YOUR TASK:
Swap "tag every instance" for "mark each instance" everywhere in the items below, and leave every other word and line as it is.

Coordinate labeling data
※
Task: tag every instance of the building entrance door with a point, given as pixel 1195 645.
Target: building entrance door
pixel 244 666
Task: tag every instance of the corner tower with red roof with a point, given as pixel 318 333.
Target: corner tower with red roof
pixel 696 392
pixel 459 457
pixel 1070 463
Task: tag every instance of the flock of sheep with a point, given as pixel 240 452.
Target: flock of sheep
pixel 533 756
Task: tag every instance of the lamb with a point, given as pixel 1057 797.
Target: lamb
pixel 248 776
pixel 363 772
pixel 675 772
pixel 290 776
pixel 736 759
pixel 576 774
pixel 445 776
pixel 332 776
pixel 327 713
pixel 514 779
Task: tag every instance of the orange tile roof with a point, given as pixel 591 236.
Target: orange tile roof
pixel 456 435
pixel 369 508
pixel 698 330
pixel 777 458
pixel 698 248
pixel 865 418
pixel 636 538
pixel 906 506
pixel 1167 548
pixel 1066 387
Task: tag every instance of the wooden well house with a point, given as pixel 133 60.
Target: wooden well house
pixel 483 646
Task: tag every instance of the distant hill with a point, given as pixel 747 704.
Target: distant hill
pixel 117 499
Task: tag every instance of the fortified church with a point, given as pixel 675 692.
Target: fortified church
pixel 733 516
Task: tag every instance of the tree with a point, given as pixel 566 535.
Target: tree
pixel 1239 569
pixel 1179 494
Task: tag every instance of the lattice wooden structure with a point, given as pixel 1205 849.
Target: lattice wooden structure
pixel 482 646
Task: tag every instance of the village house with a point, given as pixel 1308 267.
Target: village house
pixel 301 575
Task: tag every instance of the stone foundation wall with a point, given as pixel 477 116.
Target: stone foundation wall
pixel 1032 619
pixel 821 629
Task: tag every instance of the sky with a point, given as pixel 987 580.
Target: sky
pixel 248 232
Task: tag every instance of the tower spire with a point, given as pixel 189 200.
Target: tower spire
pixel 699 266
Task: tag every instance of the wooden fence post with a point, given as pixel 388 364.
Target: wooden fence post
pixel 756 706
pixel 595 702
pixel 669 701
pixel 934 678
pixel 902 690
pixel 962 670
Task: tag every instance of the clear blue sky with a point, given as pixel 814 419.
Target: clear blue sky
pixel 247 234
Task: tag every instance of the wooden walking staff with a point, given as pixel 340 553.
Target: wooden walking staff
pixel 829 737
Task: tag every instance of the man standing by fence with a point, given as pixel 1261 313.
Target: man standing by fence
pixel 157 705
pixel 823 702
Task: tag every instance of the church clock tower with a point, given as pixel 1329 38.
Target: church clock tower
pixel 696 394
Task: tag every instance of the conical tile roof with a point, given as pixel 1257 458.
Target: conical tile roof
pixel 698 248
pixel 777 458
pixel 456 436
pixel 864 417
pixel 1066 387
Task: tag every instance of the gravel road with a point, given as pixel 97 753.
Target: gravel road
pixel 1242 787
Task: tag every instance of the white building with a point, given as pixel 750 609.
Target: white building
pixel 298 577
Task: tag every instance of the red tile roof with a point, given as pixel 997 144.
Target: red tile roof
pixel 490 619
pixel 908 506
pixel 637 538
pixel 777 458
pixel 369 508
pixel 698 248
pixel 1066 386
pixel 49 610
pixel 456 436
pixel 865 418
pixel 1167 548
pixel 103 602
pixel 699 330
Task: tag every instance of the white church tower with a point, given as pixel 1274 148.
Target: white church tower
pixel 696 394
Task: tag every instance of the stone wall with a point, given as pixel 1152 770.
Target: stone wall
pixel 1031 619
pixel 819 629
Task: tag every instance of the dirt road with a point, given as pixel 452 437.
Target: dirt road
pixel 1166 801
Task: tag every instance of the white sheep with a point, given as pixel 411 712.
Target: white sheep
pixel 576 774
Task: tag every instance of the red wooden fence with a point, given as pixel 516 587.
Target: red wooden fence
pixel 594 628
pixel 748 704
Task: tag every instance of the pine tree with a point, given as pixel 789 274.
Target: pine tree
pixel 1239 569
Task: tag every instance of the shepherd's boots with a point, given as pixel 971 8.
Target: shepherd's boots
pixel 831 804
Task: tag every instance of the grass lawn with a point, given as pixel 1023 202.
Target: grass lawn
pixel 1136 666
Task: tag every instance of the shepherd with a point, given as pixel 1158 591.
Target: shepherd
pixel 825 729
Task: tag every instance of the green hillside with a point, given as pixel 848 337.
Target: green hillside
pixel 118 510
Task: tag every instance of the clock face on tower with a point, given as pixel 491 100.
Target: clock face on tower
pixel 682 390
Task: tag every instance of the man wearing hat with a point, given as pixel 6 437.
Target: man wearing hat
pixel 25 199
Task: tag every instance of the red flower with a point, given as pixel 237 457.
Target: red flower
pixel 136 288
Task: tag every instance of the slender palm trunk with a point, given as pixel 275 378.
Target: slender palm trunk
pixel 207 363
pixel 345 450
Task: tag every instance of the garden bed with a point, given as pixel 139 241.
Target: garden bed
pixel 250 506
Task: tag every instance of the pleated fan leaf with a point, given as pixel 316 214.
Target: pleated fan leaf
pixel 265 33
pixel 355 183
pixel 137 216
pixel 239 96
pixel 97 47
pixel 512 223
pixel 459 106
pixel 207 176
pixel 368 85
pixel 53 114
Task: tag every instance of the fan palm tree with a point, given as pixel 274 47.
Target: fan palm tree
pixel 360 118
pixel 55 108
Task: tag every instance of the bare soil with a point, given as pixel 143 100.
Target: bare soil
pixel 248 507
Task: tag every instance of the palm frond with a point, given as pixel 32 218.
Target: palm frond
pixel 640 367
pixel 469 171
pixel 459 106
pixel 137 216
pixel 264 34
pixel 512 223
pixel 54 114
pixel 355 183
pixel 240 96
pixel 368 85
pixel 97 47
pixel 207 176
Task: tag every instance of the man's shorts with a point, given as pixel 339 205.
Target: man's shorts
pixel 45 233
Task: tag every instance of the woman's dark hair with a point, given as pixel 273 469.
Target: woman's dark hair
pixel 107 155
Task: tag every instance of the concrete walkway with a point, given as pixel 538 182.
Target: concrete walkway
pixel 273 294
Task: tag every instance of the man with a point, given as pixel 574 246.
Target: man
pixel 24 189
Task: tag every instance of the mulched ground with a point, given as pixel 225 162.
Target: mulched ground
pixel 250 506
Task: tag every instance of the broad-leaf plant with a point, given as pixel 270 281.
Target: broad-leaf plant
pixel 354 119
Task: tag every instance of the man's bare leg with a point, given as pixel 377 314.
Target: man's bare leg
※
TASK ANSWER:
Task: mark each instance of the building entrance door with a point, given as pixel 1195 645.
Target: building entrance door
pixel 244 666
Task: mark each instance of the corner tower with red roof with a point, given as pixel 318 333.
Target: corner tower with red roof
pixel 696 392
pixel 459 457
pixel 1070 463
Task: mark each instance of the flock of sheep with a point, given as pixel 240 452.
Target: flock of sheep
pixel 533 756
Task: mark each instance of the lamb with a point, given as pixel 1057 797.
Target: lamb
pixel 248 776
pixel 363 772
pixel 675 772
pixel 290 776
pixel 736 759
pixel 576 774
pixel 445 776
pixel 332 776
pixel 327 713
pixel 514 779
Task: mark each instance of the orange tile roof with a point, given as pixel 591 236.
Target: orange tile roof
pixel 456 435
pixel 369 508
pixel 698 330
pixel 777 458
pixel 698 248
pixel 865 418
pixel 636 538
pixel 906 506
pixel 1167 548
pixel 1066 387
Task: mark each instance of the wooden well house with a point, given as pixel 133 60.
Target: wooden well house
pixel 483 646
Task: mark each instance of the distant hill with a point, given as pixel 747 704.
Target: distant hill
pixel 117 499
Task: mark each instance of the fortified church with a point, given as pixel 675 692.
Target: fortified church
pixel 733 516
Task: mark each instance of the tree with a point, given as pixel 566 535.
Target: tree
pixel 1239 569
pixel 1179 494
Task: mark each instance of the lattice wooden structure with a point, given as pixel 1205 849.
Target: lattice wooden structure
pixel 482 646
Task: mark each instance of the village house with a point, given as pixel 1308 267.
Target: village house
pixel 301 575
Task: mark each instance of the stone foundation wall with a point, given as pixel 477 116.
Target: stone foundation wall
pixel 1032 619
pixel 821 629
Task: mark each instance of the sky with a point, given as pixel 987 580.
Target: sky
pixel 248 232
Task: mark each instance of the tower spire with a point, given as pixel 189 200.
Target: tower spire
pixel 699 266
Task: mark each instance of the wooden fence post with a point, given as pixel 388 364.
Target: wooden fence post
pixel 756 706
pixel 595 702
pixel 669 701
pixel 934 678
pixel 902 690
pixel 962 670
Task: mark each instance of the clear blue sky with a point, given as pixel 814 419.
Target: clear blue sky
pixel 247 234
Task: mark each instance of the wooden walking staff with a point, given as pixel 340 553.
Target: wooden walking staff
pixel 829 737
Task: mark each instance of the man standing by fence with a point, given as pixel 1261 313.
Target: man standing by fence
pixel 157 705
pixel 823 702
Task: mark each instance of the church clock tower with a point, given as pixel 1329 38.
Target: church clock tower
pixel 696 394
Task: mark each instance of the conical tile roof with a point, given as pixel 1257 458.
Target: conical tile roof
pixel 698 248
pixel 777 458
pixel 456 436
pixel 864 417
pixel 1066 387
Task: mark each instance of the gravel road with a point, given as pixel 97 753.
Target: gravel road
pixel 1242 787
Task: mark each instance of the white building with a point, given as pixel 750 609.
Target: white building
pixel 298 577
Task: mark each instance of the red tile roof with a point, given as pixel 997 144.
Target: red tile roof
pixel 490 619
pixel 908 506
pixel 637 538
pixel 777 458
pixel 369 508
pixel 698 248
pixel 1066 386
pixel 49 610
pixel 456 436
pixel 865 418
pixel 1167 548
pixel 103 602
pixel 699 330
Task: mark each instance of the white church tower with a point, given as pixel 1274 148.
Target: white church tower
pixel 696 394
Task: mark each instance of the stone wall with a point, given as pixel 1152 770.
Target: stone wall
pixel 1031 619
pixel 819 629
Task: mark each instance of the dirt road with a point, given as pixel 452 437.
Target: dirt road
pixel 1166 801
Task: mark each instance of the white sheep with a point, given as pixel 411 712.
Target: white sheep
pixel 576 774
Task: mark each instance of the red wooden fence with a point, given as pixel 516 587.
Target: red wooden fence
pixel 594 628
pixel 748 704
Task: mark each instance of the pine tree with a point, given as pixel 789 274.
Target: pine tree
pixel 1239 569
Task: mark each instance of the shepherd's boots with a point, given as pixel 971 8.
Target: shepherd's boots
pixel 831 804
Task: mark each instance of the grass lawn with a point, given as pixel 1023 202.
Target: grass lawn
pixel 1136 666
Task: mark each instance of the shepherd with a point, given as pixel 1158 591.
Target: shepherd
pixel 825 729
Task: mark each instance of the green hillside with a point, given as pixel 848 337.
Target: green hillside
pixel 118 510
Task: mark each instance of the clock face on tower with a point, given as pixel 491 100.
Target: clock face on tower
pixel 682 390
Task: mark each instance of the man wearing hat with a point, given as pixel 6 437.
Target: man wearing hat
pixel 25 199
Task: mark each instance of the red flower with a point, given as pixel 237 457.
Target: red flower
pixel 136 288
Task: mark each instance of the slender palm trunk with a point, given as pixel 275 378.
Target: slender palm trunk
pixel 207 363
pixel 345 450
Task: mark each instance of the garden bed with a point, given as pixel 139 241.
Target: garden bed
pixel 250 506
Task: mark each instance of the pleated fan leaf with a point, given as pixel 316 214.
Target: pleated fan leaf
pixel 265 33
pixel 355 183
pixel 137 216
pixel 239 96
pixel 97 47
pixel 512 223
pixel 459 106
pixel 207 176
pixel 368 85
pixel 53 114
Task: mark each instance of the fan palm tree with a point, given as pixel 274 47.
Target: fan palm tree
pixel 360 118
pixel 55 108
Task: mark each instance of the bare soil with a point, given as pixel 143 100.
Target: bare soil
pixel 248 507
Task: mark each instance of the palm frond with a point, given as pixel 32 218.
Target: palm frond
pixel 640 367
pixel 469 171
pixel 459 106
pixel 137 216
pixel 264 34
pixel 512 223
pixel 54 114
pixel 355 183
pixel 240 96
pixel 368 85
pixel 97 47
pixel 207 176
Task: mark each instance of the man's shorts with a point, given as pixel 339 205.
Target: man's shorts
pixel 45 233
Task: mark each instance of the woman's dark hair with a point, given as pixel 273 469.
Target: woman's dark hair
pixel 107 155
Task: mark each instance of the concrete walkway with a point, given as pixel 538 182.
Target: concrete walkway
pixel 273 294
Task: mark each instance of the man with a point, given as pixel 574 246.
Target: man
pixel 24 189
Task: mark each instance of the mulched ground with a point, given as pixel 225 162.
Target: mulched ground
pixel 250 506
Task: mark each instance of the broad-leaf plant with a point, given as pixel 270 281.
Target: broad-leaf plant
pixel 354 119
Task: mark each instance of the man's bare leg with a point, given as pixel 377 314.
Target: man's bare leg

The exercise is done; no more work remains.